• _WRITTEN EXERCISE_
Transcribe the tail of the listing: start at the line containing "Objective: a point on each instance of the drawer" and stop after the last line, keeping every character as is and adding nothing.

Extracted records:

* * *

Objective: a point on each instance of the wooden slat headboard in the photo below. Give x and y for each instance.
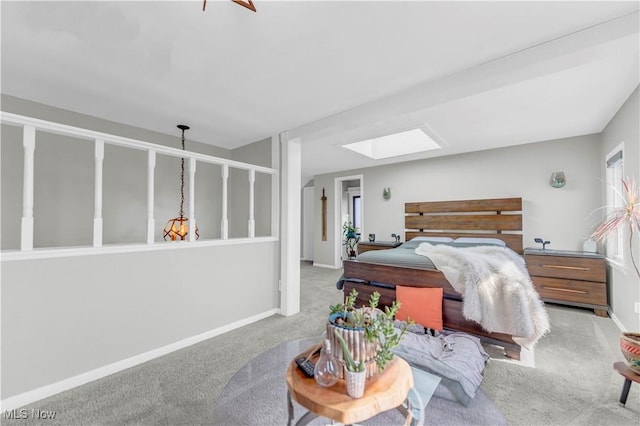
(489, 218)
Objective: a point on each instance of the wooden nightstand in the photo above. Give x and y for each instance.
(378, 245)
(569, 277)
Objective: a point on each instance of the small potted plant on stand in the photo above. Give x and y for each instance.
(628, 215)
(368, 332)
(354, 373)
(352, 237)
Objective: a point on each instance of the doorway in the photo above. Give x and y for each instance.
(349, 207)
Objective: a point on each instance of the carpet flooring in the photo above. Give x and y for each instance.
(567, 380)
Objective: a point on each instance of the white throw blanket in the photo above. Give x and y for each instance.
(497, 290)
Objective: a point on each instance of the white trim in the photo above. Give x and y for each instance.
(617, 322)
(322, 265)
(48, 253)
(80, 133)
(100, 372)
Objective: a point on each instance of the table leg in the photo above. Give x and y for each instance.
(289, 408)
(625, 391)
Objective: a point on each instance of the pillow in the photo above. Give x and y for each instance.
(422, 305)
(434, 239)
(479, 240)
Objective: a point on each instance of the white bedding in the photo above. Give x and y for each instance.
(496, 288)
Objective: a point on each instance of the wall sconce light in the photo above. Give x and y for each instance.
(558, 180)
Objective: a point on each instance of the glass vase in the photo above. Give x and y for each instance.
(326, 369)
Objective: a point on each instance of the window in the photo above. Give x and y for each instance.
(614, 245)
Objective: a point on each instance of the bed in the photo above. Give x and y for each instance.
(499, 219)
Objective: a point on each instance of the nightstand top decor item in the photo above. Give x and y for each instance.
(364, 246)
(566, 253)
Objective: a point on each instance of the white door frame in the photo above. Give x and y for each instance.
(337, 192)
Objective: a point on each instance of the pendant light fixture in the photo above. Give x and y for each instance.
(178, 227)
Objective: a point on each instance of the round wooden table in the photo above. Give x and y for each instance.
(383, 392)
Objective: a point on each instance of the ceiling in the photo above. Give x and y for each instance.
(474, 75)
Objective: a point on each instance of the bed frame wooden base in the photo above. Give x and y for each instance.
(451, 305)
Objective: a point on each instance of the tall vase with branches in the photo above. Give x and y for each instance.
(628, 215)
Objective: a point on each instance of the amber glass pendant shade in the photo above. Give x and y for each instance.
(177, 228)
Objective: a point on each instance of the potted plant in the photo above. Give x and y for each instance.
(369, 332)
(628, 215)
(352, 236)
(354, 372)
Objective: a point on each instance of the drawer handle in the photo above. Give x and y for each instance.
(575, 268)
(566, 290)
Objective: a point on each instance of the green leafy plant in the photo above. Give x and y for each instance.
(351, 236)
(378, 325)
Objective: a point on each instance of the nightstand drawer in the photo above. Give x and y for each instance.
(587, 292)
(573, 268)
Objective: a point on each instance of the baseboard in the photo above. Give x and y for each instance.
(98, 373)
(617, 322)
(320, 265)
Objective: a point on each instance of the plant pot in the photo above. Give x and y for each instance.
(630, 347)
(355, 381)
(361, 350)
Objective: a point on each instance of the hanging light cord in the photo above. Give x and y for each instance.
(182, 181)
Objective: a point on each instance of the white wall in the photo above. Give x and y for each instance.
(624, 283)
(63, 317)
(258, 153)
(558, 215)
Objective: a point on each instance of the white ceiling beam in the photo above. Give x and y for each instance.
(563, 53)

* * *

• _EXPECTED ANSWER_
Objective: a point on each instance of the drawer handle in the photo above. Give x and y for each instance.
(575, 268)
(566, 290)
Objective: a point on each instance of the green leafy plant in the photo above. Give x and y for each instance.
(351, 236)
(378, 325)
Objective: a point on each instance of the nightstand drawer in the photo above. Give x and y for each instance.
(587, 292)
(573, 268)
Objective: a point on each instance of the baseboard in the photo above. Give x and y for each instance.
(98, 373)
(617, 322)
(320, 265)
Objective: a point on each instance of the plant pot in the photo above. Give x and y for each instance.
(630, 347)
(355, 381)
(361, 350)
Objective: a point on each instance of the hanging light cord in the photo above. Give x and y for each instance.
(182, 181)
Objective: a point on each instance of the white wall in the photo above. Give x and y for each instance.
(624, 283)
(63, 317)
(258, 153)
(558, 215)
Objective: a point on each instance of the white ceiling beam in the photo above. Give x and y for each instance.
(563, 53)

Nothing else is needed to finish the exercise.